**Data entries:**
⟨
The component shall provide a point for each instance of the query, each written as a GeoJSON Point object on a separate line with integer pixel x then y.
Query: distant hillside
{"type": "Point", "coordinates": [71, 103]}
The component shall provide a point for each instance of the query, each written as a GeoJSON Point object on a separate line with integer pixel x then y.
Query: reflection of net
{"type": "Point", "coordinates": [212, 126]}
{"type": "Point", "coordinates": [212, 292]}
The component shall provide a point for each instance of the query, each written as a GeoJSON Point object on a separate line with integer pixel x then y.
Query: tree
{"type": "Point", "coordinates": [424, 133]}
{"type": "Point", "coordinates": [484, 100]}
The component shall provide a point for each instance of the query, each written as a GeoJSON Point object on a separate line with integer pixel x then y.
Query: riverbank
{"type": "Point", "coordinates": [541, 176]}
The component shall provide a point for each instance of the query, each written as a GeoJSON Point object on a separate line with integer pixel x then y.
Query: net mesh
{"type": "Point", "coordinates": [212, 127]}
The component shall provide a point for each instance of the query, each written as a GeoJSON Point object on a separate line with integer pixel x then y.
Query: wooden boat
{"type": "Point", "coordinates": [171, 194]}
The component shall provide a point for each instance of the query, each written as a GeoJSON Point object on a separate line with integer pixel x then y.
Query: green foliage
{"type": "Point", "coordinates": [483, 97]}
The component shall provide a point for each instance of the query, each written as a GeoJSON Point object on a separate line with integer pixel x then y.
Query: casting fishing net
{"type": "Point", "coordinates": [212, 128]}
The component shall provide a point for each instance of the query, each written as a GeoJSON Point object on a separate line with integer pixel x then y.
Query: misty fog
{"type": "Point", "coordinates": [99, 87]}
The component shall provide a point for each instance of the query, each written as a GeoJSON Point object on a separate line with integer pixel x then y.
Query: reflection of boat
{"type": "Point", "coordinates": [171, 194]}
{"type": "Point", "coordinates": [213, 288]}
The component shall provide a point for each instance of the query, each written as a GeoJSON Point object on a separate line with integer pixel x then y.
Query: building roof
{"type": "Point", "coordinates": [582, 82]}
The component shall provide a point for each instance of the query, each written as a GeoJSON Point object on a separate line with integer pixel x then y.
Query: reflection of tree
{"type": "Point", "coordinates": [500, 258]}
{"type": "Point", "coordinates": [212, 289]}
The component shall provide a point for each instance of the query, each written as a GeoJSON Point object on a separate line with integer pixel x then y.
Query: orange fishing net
⟩
**Directions:** Once the line with "Query: misty fog" is located in the data above, repeat it and every later line through the end, exactly.

**Exercise response:**
Query: misty fog
{"type": "Point", "coordinates": [99, 87]}
The component shall provide a point for each instance of the query, each written as a GeoJSON Point object on a separate line with integer pixel x then y.
Query: reflection of boat
{"type": "Point", "coordinates": [171, 194]}
{"type": "Point", "coordinates": [213, 288]}
The component shall provide a point for each instance of the query, each written as a GeoJSON Point object on a separate line with integer pixel x then y.
Query: building roof
{"type": "Point", "coordinates": [582, 82]}
The component shall provide a point for each instance of the query, each written as a GeoJSON Point object on a separate line with integer pixel x then y.
Query: reflection of tree
{"type": "Point", "coordinates": [500, 258]}
{"type": "Point", "coordinates": [212, 289]}
The component shall provide a point for each instance of the query, each written as a GeoJSON Point object on a separate line with integer pixel x then y.
Query: orange fishing net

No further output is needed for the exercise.